┌──

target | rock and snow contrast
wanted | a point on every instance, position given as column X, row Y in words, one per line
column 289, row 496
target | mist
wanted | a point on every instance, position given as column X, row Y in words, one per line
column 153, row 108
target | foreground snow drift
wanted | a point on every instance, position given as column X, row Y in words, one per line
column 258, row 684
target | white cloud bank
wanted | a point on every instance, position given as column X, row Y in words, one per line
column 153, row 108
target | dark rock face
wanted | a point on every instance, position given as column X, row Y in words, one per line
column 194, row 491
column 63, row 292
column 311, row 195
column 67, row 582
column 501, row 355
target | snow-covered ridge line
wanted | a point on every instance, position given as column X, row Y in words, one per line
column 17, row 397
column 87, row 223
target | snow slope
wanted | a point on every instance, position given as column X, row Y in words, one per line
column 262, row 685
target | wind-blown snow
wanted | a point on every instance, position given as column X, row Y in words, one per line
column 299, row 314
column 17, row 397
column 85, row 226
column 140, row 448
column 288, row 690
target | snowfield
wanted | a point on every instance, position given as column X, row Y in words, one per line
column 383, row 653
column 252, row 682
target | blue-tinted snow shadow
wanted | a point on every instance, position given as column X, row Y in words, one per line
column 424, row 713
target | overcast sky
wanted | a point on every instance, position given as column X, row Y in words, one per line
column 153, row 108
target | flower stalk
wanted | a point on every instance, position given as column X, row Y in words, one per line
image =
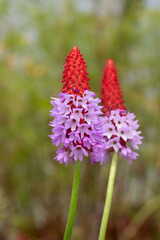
column 73, row 203
column 108, row 201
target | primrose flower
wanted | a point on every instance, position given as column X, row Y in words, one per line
column 77, row 125
column 120, row 128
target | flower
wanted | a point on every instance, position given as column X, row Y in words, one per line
column 77, row 125
column 120, row 128
column 111, row 94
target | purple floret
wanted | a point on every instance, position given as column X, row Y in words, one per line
column 120, row 133
column 77, row 127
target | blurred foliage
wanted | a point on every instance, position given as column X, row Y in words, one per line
column 35, row 38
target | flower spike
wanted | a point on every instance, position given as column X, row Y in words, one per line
column 77, row 125
column 111, row 94
column 75, row 75
column 119, row 128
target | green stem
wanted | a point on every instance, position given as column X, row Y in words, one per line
column 73, row 203
column 107, row 206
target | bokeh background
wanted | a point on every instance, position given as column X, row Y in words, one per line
column 35, row 37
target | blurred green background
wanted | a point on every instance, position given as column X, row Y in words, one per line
column 35, row 37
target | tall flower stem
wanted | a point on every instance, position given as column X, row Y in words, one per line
column 73, row 203
column 108, row 201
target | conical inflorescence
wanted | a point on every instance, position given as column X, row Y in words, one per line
column 77, row 125
column 75, row 78
column 111, row 95
column 120, row 128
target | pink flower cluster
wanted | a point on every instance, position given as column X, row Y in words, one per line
column 77, row 127
column 120, row 134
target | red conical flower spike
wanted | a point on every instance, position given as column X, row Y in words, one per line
column 75, row 75
column 111, row 94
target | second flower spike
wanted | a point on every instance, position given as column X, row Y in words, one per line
column 120, row 127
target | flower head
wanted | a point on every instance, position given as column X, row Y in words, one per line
column 120, row 128
column 111, row 94
column 77, row 125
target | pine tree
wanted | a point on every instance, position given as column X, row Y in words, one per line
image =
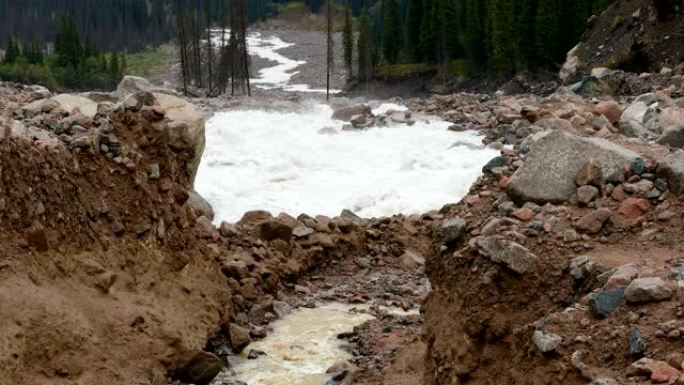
column 365, row 47
column 391, row 38
column 12, row 51
column 504, row 46
column 348, row 41
column 414, row 19
column 427, row 30
column 547, row 31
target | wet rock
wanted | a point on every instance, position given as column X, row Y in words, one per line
column 228, row 229
column 346, row 113
column 586, row 194
column 650, row 289
column 200, row 205
column 672, row 170
column 604, row 303
column 412, row 260
column 546, row 342
column 622, row 277
column 273, row 228
column 673, row 136
column 554, row 161
column 508, row 253
column 589, row 174
column 593, row 222
column 452, row 229
column 239, row 337
column 499, row 161
column 201, row 369
column 37, row 237
column 637, row 345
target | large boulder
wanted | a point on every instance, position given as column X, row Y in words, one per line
column 185, row 128
column 555, row 159
column 346, row 113
column 72, row 104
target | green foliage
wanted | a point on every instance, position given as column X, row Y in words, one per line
column 365, row 48
column 504, row 45
column 73, row 65
column 391, row 38
column 348, row 40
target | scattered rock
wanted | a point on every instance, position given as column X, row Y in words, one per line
column 508, row 253
column 593, row 222
column 201, row 369
column 546, row 342
column 650, row 289
column 554, row 161
column 239, row 337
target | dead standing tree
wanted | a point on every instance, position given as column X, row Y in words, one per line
column 330, row 58
column 239, row 56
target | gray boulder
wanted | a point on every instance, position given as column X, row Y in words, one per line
column 673, row 136
column 555, row 160
column 507, row 253
column 346, row 113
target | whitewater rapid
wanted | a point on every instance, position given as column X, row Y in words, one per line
column 281, row 162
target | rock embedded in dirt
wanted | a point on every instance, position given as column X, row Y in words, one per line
column 604, row 303
column 546, row 342
column 37, row 237
column 593, row 222
column 239, row 337
column 672, row 170
column 506, row 252
column 589, row 174
column 554, row 161
column 637, row 345
column 346, row 113
column 272, row 229
column 201, row 370
column 586, row 194
column 452, row 229
column 650, row 289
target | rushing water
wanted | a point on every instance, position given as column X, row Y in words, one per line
column 302, row 161
column 302, row 346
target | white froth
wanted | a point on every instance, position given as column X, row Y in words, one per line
column 280, row 162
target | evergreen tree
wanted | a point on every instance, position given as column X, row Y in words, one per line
column 547, row 31
column 391, row 38
column 504, row 46
column 348, row 41
column 365, row 48
column 427, row 30
column 12, row 51
column 414, row 19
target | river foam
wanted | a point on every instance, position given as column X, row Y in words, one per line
column 283, row 162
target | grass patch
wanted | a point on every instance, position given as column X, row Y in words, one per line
column 147, row 63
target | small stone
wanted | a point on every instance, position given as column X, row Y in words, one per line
column 590, row 174
column 239, row 337
column 452, row 229
column 586, row 194
column 637, row 346
column 604, row 303
column 227, row 229
column 593, row 222
column 201, row 370
column 650, row 289
column 546, row 342
column 154, row 171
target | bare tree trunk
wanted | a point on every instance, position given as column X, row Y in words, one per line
column 330, row 59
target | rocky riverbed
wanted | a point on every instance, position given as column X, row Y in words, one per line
column 562, row 263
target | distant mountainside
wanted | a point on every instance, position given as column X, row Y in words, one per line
column 631, row 35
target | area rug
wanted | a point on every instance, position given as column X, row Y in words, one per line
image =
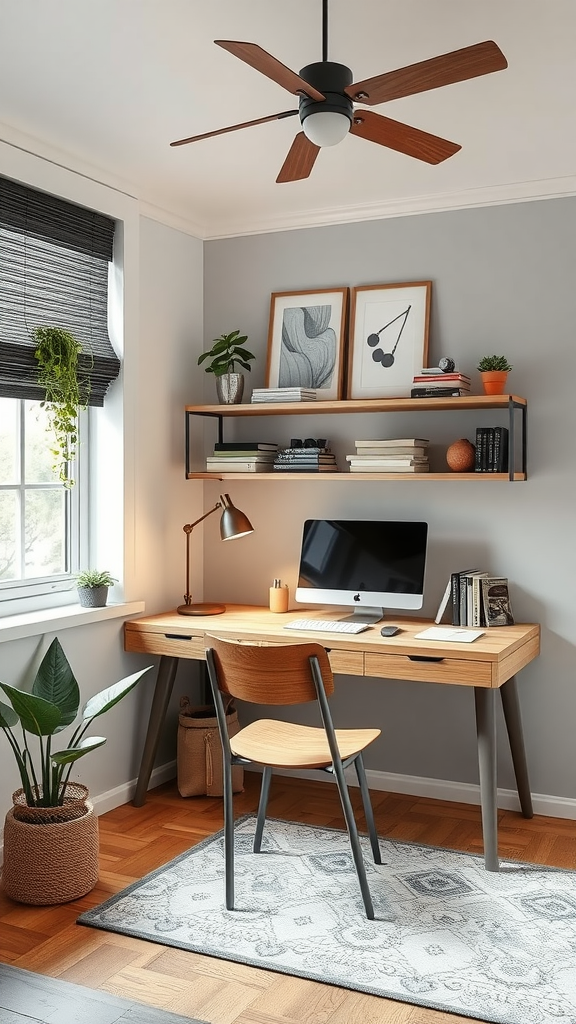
column 448, row 935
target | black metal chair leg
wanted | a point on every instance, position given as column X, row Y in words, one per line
column 368, row 812
column 229, row 837
column 264, row 790
column 354, row 840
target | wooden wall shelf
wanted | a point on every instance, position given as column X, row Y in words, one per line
column 509, row 403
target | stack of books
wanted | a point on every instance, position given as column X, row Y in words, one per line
column 477, row 598
column 283, row 394
column 305, row 460
column 242, row 457
column 433, row 384
column 391, row 455
column 491, row 450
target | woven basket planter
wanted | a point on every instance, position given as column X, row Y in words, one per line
column 54, row 861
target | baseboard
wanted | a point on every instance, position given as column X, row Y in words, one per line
column 380, row 781
column 439, row 788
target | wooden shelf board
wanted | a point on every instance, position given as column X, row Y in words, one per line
column 354, row 476
column 359, row 406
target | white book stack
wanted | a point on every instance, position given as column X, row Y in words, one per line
column 283, row 394
column 391, row 455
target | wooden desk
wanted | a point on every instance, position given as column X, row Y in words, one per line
column 489, row 665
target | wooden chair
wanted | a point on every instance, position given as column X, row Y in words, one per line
column 286, row 675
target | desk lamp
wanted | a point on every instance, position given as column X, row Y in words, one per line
column 233, row 524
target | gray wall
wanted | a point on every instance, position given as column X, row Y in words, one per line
column 502, row 282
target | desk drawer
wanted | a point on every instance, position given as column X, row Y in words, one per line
column 448, row 670
column 169, row 644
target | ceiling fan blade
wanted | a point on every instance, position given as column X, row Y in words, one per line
column 482, row 58
column 264, row 62
column 401, row 137
column 245, row 124
column 300, row 160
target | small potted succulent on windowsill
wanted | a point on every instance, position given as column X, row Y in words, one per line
column 494, row 371
column 227, row 351
column 92, row 588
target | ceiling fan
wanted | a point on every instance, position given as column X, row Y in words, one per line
column 327, row 97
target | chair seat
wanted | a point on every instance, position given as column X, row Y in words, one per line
column 284, row 744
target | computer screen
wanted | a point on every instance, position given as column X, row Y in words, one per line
column 368, row 564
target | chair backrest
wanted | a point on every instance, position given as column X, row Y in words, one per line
column 271, row 675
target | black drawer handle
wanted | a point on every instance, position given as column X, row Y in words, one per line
column 423, row 657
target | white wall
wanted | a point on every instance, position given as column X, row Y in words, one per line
column 502, row 282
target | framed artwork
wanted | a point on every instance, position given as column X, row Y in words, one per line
column 306, row 340
column 388, row 338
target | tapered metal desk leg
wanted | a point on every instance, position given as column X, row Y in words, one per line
column 510, row 707
column 162, row 693
column 486, row 732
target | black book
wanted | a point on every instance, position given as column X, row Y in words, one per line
column 458, row 589
column 437, row 392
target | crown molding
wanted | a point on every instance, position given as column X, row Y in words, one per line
column 521, row 192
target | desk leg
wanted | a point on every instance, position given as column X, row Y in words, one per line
column 486, row 732
column 510, row 707
column 162, row 692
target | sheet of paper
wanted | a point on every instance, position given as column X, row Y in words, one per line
column 454, row 633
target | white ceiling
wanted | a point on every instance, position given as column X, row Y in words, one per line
column 110, row 83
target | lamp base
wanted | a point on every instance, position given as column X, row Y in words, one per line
column 201, row 609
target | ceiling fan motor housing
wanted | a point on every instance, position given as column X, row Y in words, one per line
column 330, row 79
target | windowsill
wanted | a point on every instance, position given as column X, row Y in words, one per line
column 34, row 623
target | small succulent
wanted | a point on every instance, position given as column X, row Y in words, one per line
column 225, row 352
column 491, row 363
column 94, row 578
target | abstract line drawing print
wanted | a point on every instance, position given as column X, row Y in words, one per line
column 379, row 354
column 307, row 355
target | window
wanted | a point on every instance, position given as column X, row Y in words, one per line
column 54, row 263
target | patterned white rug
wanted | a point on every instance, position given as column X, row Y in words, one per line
column 449, row 935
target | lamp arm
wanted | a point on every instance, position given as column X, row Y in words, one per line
column 188, row 530
column 190, row 525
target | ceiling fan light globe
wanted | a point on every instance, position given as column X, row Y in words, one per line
column 326, row 127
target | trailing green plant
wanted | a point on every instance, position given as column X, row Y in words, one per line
column 93, row 578
column 66, row 393
column 491, row 363
column 225, row 352
column 51, row 707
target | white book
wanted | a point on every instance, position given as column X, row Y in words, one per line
column 393, row 442
column 366, row 467
column 213, row 466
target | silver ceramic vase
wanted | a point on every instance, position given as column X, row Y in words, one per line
column 230, row 388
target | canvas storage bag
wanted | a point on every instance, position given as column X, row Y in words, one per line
column 199, row 757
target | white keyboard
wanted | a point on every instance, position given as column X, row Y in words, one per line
column 326, row 626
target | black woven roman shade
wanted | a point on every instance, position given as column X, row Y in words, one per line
column 53, row 272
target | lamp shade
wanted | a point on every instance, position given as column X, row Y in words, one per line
column 233, row 522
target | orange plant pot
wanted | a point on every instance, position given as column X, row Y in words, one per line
column 494, row 381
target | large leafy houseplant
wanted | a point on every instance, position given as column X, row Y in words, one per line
column 225, row 352
column 66, row 392
column 51, row 707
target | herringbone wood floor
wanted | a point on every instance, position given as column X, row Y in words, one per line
column 136, row 840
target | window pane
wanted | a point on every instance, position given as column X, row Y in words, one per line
column 44, row 532
column 39, row 440
column 8, row 440
column 9, row 519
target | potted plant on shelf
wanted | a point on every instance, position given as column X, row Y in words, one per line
column 225, row 352
column 66, row 392
column 92, row 587
column 494, row 371
column 51, row 834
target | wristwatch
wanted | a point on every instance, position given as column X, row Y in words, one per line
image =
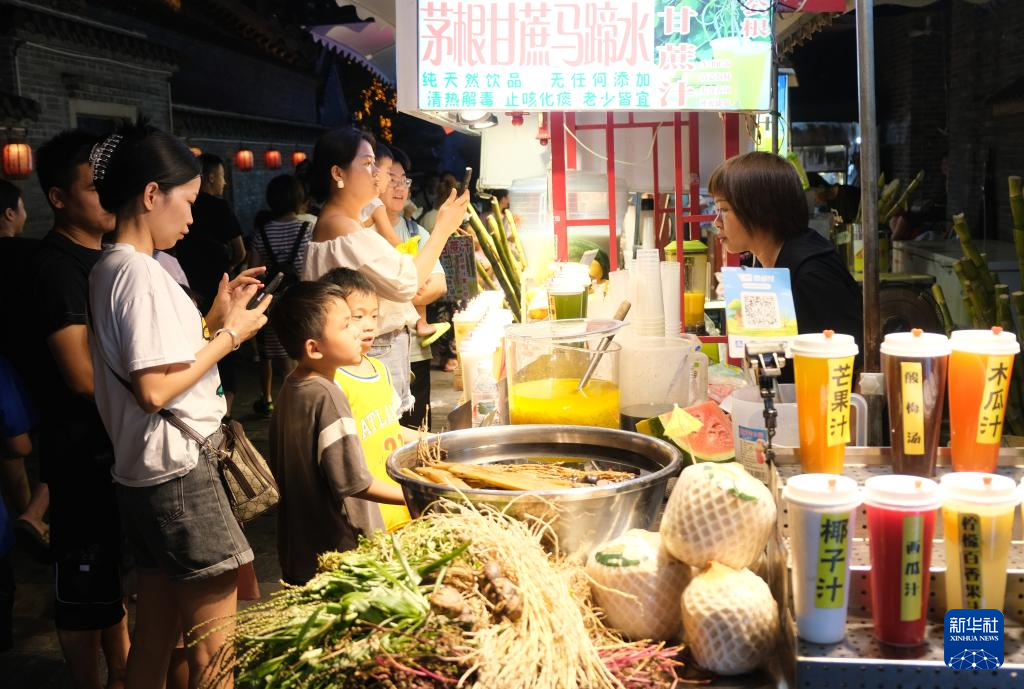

└──

-- WHAT IS REQUIRED --
Find the lines above with the word "stack". Copy them out.

-- RESPONSE TO THE TASK --
target | stack of books
target | white book stack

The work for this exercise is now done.